**PAGE**

Course Report: Historical Quantum Mechanics

In the last report from my modern physics course, we wrapped up Relativity, and started into quantum mechanics, talking about black-body radiation and Planck's quantum hypothesis. The next few classes continue the historical theme

Class 10: I make a point of noting that Planck himself never liked the idea of quantization of light, and in fact never applied the idea to light directly. His quantum model for black-body radiation was based on the idea of having "oscillators" in the object emitting the radiation. Einstein was the first to apply the idea of quantization to light directly, and take the whole thing seriously.

The next step in the story is the photoelectric effect, and I discuss this in the style of the Six Ideas That Shaped Physics text, imagining ideal experiments that can be done with ideal ammeters and voltmeters. If you take two metal plates connected by an ideal ammeter, and illuminate one of them, the liberated electrons will travel to the other plate and back to where they started through the ammeter, giving you a measure of the number of electrons produced. If you replace the ammeter with an ideal voltmeter, the electrons collect on the other plate, and build up until the repulsive force from the extra negative charge is strong enough to stop the next electron from reaching the plate. At that point, the potential difference between the plates is the "stopping potential," which is equal to the maximum kinetic energy of an emitted electron.

I talk about the predictions the wave model of light makes for the photoelectric effect, and how they utterly fail to match the experimental observations. Then I talk about Einstein's quantum model, in which a single photon supplies all the energy, and how that fits the data better. I also mention Millikan's experiment and his grudging agreement that the Einstein model works.

**DATA ROWS**
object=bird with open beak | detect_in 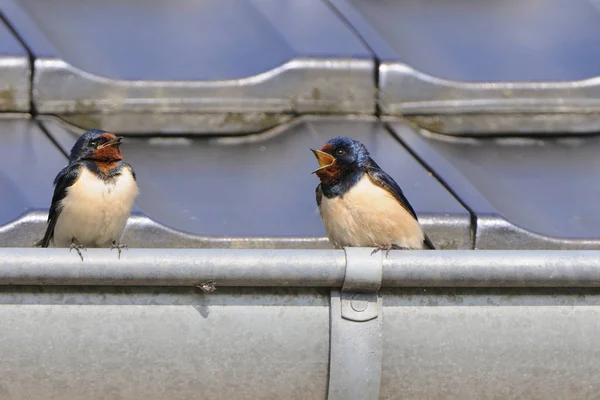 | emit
[37,129,138,261]
[311,136,434,254]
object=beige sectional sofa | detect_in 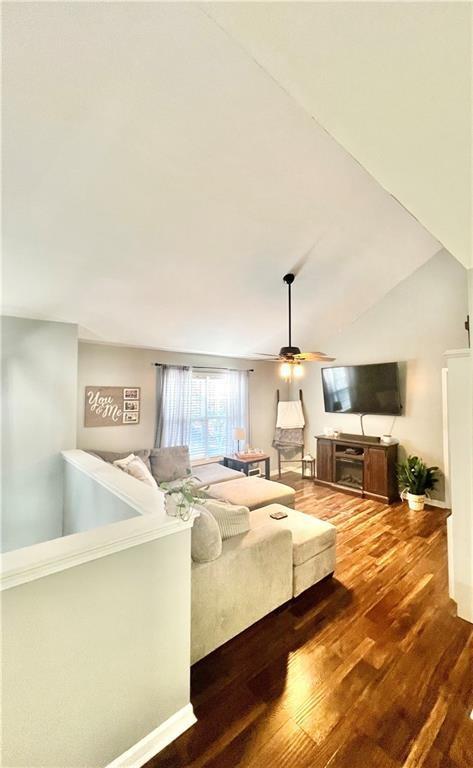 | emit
[191,504,336,664]
[83,447,336,663]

**GOAL**
Copy the course report from "Course Report: Historical" up to and including "whole thing seriously.", substituting "thermal radiation" for each occurrence of "black-body radiation".

**SOLVED PROBLEM**
Course Report: Historical Quantum Mechanics

In the last report from my modern physics course, we wrapped up Relativity, and started into quantum mechanics, talking about thermal radiation and Planck's quantum hypothesis. The next few classes continue the historical theme

Class 10: I make a point of noting that Planck himself never liked the idea of quantization of light, and in fact never applied the idea to light directly. His quantum model for thermal radiation was based on the idea of having "oscillators" in the object emitting the radiation. Einstein was the first to apply the idea of quantization to light directly, and take the whole thing seriously.